Reading text:
--------
The U.S. Department of Labor ranks Maricopa County No. 1 in the United States for the number of people placed into registered apprenticeship programs supported by the Workforce Innovation and Opportunity Act, according to a press release.

Even better, Maricopa County’s highly successful Registered Apprenticeship program is looking to expand into new sectors, providing even more opportunities to residents at a time when demand for new careers is high.

“The Registered Apprenticeship program gives hundreds of people each year a pathway out of poverty, putting them to work right away in industries where they can build a career,” said Maricopa County Board of Supervisors Chairman Clint Hickman, District 4. “I applaud the Workforce Development Board for authorizing and overseeing a program that is truly a model for the rest of the country, and I look forward to the planned expansion of the program to serve people in our criminal justice system.”

Up to this point, the RA program has focused primarily on building partnerships within the construction industry including electrical and sheet metal work, pipefitting, welding, plumbing, and heat and A/C installation and repair.

However, Maricopa County is now actively looking to partner with the Department of Economic Security and companies in healthcare, insurance, and information technology to expand the types of apprenticeships offered. In addition, there are plans to provide apprenticeship opportunities to justice-involved individuals who often face significant challenges upon release in getting and maintaining employment.

“The Workforce Development Board aims to be innovative in its approach to connecting the people of Maricopa County with good jobs. We know that’s more important than ever,” said Matt McGuire, chairman of the Maricopa Workforce Development Board. “The Apprenticeship Program is one of many tools we support to move job seekers forward, and it has definitely proven to be among the most effective at getting people into a career that supports a higher quality of life.”

In program year 2019, the employment rate for apprenticeship participants was 93.6%, higher than any other type of job training offered by the county, and significantly higher than the 62.2% employment rate for basic career services, the press release stated.

“For many job seekers, an apprenticeship is more practical than other options such as continuing education because employers are paying them to learn a skill,” said Shawn Hutchinson, a workforce representative on the Maricopa County Workforce Development Board. “For employers, it’s an opportunity to develop young talent and build relationships that can benefit both the apprentice and the company for years to come.”

“This program was exactly what I needed after I was laid off from a job in the construction industry due to the COVID-19 pandemic,” said Matthew Conroy, a recent program participant. “Getting paid as an electrician apprentice allows me to grow in an industry I’m passionate about, and the paycheck is helping me pay for schooling at the Phoenix Electrical JATC.”

In program year 2019, Maricopa County had 660 apprentice participants. A little more than halfway through program year 2020, there have been 472.
--------
Record extracts:
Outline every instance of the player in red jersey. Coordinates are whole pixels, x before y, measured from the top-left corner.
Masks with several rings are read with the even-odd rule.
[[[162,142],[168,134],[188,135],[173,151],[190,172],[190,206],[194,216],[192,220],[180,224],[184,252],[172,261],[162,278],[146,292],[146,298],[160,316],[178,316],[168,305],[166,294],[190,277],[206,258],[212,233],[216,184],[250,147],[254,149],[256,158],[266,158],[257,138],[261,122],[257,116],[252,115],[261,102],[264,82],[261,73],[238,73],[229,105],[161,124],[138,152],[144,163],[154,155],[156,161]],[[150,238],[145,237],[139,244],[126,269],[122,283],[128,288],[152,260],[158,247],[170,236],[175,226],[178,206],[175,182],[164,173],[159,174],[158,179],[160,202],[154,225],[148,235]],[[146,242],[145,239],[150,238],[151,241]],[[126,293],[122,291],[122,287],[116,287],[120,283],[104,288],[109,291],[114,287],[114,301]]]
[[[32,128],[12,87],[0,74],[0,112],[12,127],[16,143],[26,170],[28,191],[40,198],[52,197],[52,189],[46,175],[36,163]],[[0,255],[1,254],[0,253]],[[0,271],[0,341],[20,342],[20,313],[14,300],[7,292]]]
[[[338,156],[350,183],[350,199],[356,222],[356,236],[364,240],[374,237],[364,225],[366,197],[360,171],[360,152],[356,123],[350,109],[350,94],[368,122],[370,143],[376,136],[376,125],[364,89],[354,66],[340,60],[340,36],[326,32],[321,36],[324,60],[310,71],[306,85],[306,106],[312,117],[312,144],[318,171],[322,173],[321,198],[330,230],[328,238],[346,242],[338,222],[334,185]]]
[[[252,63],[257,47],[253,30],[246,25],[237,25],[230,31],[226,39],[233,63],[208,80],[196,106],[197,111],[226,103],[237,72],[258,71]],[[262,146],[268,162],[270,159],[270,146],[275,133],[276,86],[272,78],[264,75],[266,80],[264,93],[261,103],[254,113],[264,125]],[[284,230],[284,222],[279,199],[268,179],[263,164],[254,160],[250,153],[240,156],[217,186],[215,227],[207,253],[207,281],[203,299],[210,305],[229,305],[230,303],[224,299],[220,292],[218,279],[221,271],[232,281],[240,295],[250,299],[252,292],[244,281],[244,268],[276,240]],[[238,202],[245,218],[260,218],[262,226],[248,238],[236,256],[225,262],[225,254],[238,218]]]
--------
Problem set:
1. Reproduce the passage of the apprenticeship article that opens with the words containing "The U.S. Department" and closes with "a press release.".
2. According to the apprenticeship article, is each statement true? (a) In program year 2019, apprenticeship participants had an employment rate of 93.6%. (b) Until now, the program has concentrated mainly on the healthcare industry. (c) Maricopa County had 660 apprentice participants in program year 2020. Answer yes or no for each, and quote the words that decide it.
The data accompanying the apprenticeship article are separate, unrelated material.

Written answers:
1.
The U.S. Department of Labor ranks Maricopa County No. 1 in the United States for the number of people placed into registered apprenticeship programs supported by the Workforce Innovation and Opportunity Act, according to a press release.

2.
(a) Yes: "In program year 2019, the employment rate for apprenticeship participants was 93.6%"
(b) No: "Up to this point, the RA program has focused primarily on building partnerships within the construction industry"
(c) No: "In program year 2019, Maricopa County had 660 apprentice participants. A little more than halfway through program year 2020, there have been 472."